INSTRUCTIONS TO FOLLOW
Quote every line of the listing below word for word, leaving out the pictures.

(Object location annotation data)
— begin —
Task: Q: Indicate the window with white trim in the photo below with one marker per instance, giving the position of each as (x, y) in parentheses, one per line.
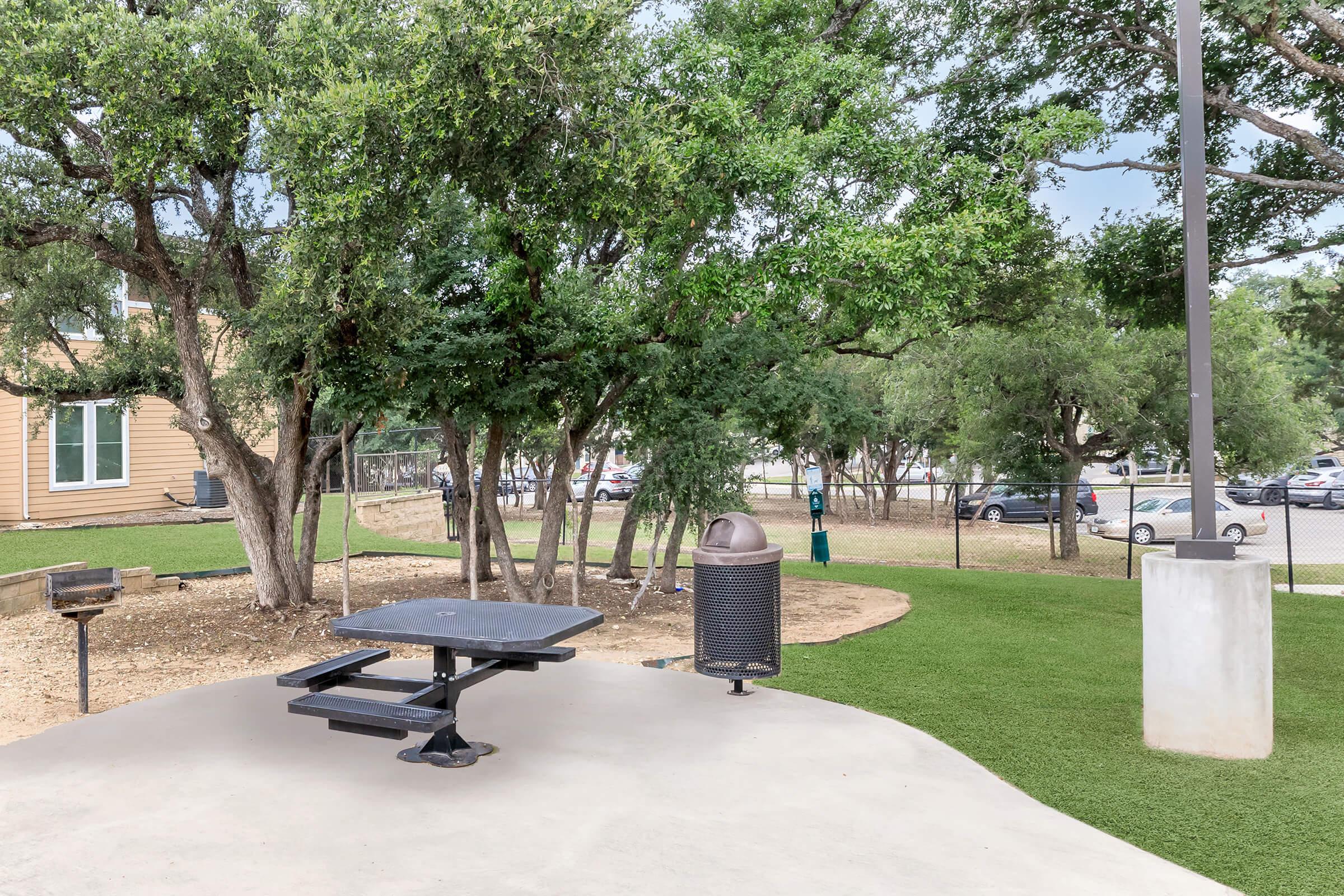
(89, 446)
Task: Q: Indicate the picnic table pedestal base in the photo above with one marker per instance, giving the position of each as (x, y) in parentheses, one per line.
(495, 637)
(447, 749)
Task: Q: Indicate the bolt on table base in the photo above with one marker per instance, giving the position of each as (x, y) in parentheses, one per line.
(447, 749)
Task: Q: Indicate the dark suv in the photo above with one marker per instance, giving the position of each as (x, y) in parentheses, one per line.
(1009, 501)
(1247, 488)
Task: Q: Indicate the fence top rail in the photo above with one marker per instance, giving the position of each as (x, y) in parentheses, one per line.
(1090, 484)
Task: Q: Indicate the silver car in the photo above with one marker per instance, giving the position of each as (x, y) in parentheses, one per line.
(1318, 487)
(1166, 519)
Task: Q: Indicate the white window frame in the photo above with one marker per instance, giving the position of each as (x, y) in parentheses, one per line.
(91, 452)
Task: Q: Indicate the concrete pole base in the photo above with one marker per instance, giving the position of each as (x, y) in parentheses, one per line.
(1208, 656)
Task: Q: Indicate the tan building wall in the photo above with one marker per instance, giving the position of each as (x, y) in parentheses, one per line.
(11, 449)
(160, 459)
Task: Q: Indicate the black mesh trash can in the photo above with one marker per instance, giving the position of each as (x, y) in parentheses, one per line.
(737, 601)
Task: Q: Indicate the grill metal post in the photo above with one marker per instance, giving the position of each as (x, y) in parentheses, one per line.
(82, 647)
(1130, 542)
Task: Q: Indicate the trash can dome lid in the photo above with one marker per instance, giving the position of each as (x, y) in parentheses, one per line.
(733, 534)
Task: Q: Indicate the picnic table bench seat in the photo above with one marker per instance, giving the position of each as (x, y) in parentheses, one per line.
(495, 636)
(331, 671)
(375, 713)
(539, 655)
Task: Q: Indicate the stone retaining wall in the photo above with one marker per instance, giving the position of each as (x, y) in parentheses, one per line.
(417, 516)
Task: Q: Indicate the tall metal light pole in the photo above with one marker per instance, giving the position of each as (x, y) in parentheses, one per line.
(1203, 542)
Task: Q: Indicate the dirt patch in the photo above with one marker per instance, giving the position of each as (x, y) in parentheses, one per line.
(160, 642)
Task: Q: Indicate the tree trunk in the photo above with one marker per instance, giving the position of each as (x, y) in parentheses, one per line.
(344, 526)
(1050, 527)
(673, 553)
(553, 516)
(539, 492)
(472, 562)
(494, 520)
(578, 567)
(573, 435)
(464, 503)
(648, 567)
(1067, 504)
(620, 567)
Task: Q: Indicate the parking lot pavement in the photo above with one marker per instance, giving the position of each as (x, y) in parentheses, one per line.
(1318, 534)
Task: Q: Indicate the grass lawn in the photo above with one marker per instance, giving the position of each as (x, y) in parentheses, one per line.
(216, 546)
(1038, 678)
(183, 548)
(1034, 676)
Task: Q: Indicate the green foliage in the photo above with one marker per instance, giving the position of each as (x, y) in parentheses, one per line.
(1276, 176)
(1020, 390)
(1309, 307)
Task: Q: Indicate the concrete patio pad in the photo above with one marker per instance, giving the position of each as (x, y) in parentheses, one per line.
(609, 780)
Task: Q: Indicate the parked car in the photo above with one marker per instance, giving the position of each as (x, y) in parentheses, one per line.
(1167, 517)
(1319, 487)
(1006, 501)
(1148, 465)
(612, 486)
(1271, 491)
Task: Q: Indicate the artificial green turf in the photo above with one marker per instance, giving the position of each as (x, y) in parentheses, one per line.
(1038, 678)
(183, 548)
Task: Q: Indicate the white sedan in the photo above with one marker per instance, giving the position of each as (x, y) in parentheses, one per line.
(1166, 519)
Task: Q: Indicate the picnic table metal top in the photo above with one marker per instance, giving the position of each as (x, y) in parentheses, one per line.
(465, 625)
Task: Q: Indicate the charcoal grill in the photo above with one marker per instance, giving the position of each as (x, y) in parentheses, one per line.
(81, 595)
(495, 636)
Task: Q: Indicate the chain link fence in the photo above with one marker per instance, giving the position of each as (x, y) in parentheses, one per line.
(1003, 526)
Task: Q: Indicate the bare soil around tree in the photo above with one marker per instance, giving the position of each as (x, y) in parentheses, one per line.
(209, 632)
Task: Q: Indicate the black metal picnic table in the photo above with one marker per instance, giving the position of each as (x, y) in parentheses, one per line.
(495, 636)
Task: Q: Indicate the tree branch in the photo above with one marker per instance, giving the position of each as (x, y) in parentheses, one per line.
(1242, 176)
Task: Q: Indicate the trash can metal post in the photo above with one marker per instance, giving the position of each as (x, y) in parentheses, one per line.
(956, 515)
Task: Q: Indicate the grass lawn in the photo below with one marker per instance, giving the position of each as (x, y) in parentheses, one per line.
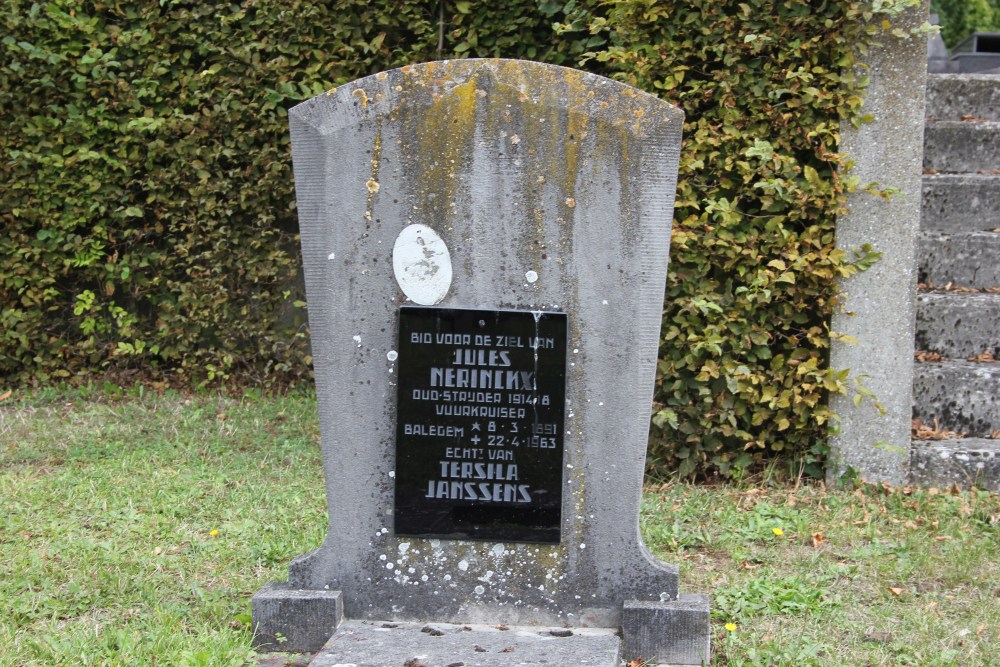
— end —
COMPLETE ANSWER
Task: Q: Indicate the window with white trim in the photo below with one marker per instance, giving the position of each as (x, y) in parentheses, one per line.
(89, 446)
Task: Q: Indicate the picnic table pedestal base in the photo above with one marker per instance, giving the position of each as (x, y) in parentheses, one per line.
(495, 637)
(447, 749)
Task: Q: Indicate the bolt on table base in the photo above with one marker per instance, giving the position of each as (x, y) in parentheses, one per line.
(447, 749)
Task: Q: Indicate the dark suv in the photo above with one marker per instance, giving the position of each as (x, y) in parentheses, one per line.
(1009, 501)
(1247, 488)
Task: Q: Indicate the fence top rail in the photo above with one marker per instance, giving the position of each as (x, y) in parentheses, one per line.
(1090, 484)
Task: Q: Indicate the silver car in the photo above with one marker per instance, giving the position of each as (x, y) in parentheses, one per line.
(1318, 487)
(1166, 519)
Task: Q: Indicate the white window frame in the photo above with one marker per instance, giving the position of each as (x, y) in parentheses, one per line.
(91, 452)
Task: Q: Indicate the concrete pole base in the photo above with one marker per instance, giving the position of each as (x, y) in parentheses, one per line.
(1208, 656)
Task: Q: Indicate the tan building wall in the photo above with one marker per instance, giving the position of each as (x, y) in parentheses, one per line.
(11, 449)
(160, 459)
Task: Q: Indicate the black mesh trash can in the photo above with one marker per instance, giving the position of each as (x, y) in parentheses, one per line.
(737, 601)
Task: Q: Indicate the grill metal post in the photo above with one marker per instance, giving the position of each as (x, y) in parentheses, one per line.
(82, 647)
(1130, 542)
Task: Q: Indicate the trash can dome lid in the photo above with one marker per instance, giving the position of each as (x, y) in parentheses, one per line.
(733, 534)
Task: Q: Indicate the picnic table bench seat in the photo above with one marker per instance, giving the position of each as (x, y) in parentheses, one per line.
(495, 636)
(331, 671)
(375, 713)
(539, 655)
Task: Q: Indicate the stone retaining wall in the photo above with one marker per instance, giving the position of each as (x, y) in parentheses, one per line.
(417, 516)
Task: Q: Indicate the tall metal light pole in the photo above with one marker per instance, giving the position of each as (x, y) in parentheses, one per line.
(1203, 542)
Task: Q: Indicate the dirt patch in the photo above with one marker per instance, giving the position of each as (x, y) in parentheses, one per line.
(160, 642)
Task: Q: Indicate the tree trunk in the photo above with one marker per instance, giving the position of each as (x, y) in parentheses, one per line.
(344, 526)
(1050, 527)
(673, 553)
(553, 516)
(539, 492)
(472, 562)
(494, 520)
(578, 567)
(573, 435)
(464, 503)
(648, 567)
(1067, 504)
(620, 567)
Task: Q: Indicate the parking lot pavement in the photo above with one marker per instance, giving the position of each as (x, y) in parentheses, one per line.
(1318, 534)
Task: Q: Indicate the grass lawn in the photo above with one marker per instance, giving the position of each as (x, y) in parentheses, one per line.
(216, 546)
(1038, 678)
(183, 548)
(1034, 676)
Task: Q: Indicate the green foliage in the photo above with one marker per instance, giving the position of each as (x, y) in parentheses, one per line.
(1276, 176)
(1020, 390)
(1309, 307)
Task: Q: Indicate the concrete patio pad in the photo above with one marker per instance, giving the position of each as (x, y) in parentheses, one per line.
(609, 780)
Task: Q: Indicate the parked car in the photo above with one marker per instance, giving the position of each as (x, y) in parentheses, one per line.
(1167, 517)
(1319, 487)
(1006, 501)
(1148, 465)
(612, 486)
(1271, 491)
Task: Q: Indicate the artificial green turf in the photo above with one marker per instance, giving the position of each as (x, y) in parentheses, one per line.
(1038, 678)
(183, 548)
Task: Q: Indicate the white sedan in the photo above with one marker per instance, giving the position of each as (x, y) in parentheses, one per line.
(1166, 519)
Task: Q: Indicate the picnic table metal top in the photo above with one marker per instance, giving the position of each as (x, y) in parentheses, one per line.
(465, 625)
Task: Q: Indicate the charcoal grill in the photo above with one marker per instance, giving the position of each as (x, y) in parentheses, one per line.
(81, 595)
(495, 636)
Task: Q: Indicate the chain link fence in the photo above with one marker per instance, giving the position of each as (x, y) in parentheses, one per line.
(1003, 526)
Task: Q: Indicate the bare soil around tree in the photo above with one marker per instance, giving the position of each as (x, y) in parentheses, one per line.
(209, 632)
Task: Q: Indicate the black metal picnic table in the photo above with one marker per instance, giving the position of each as (x, y) in parentheses, one per line.
(495, 636)
Task: Q: Indicate the tree branch in the photo above with one marker per instance, giving the position of each as (x, y) in parentheses, one per line.
(1242, 176)
Task: Q: Indicate the trash can metal post in the photo above with one marker per instance, giving the position of each as (x, y) in parentheses, one per line.
(956, 515)
Task: Q: Indicate the grass lawn in the photo below with one marker per instance, giving the position of each as (x, y) in parentheses, one per line.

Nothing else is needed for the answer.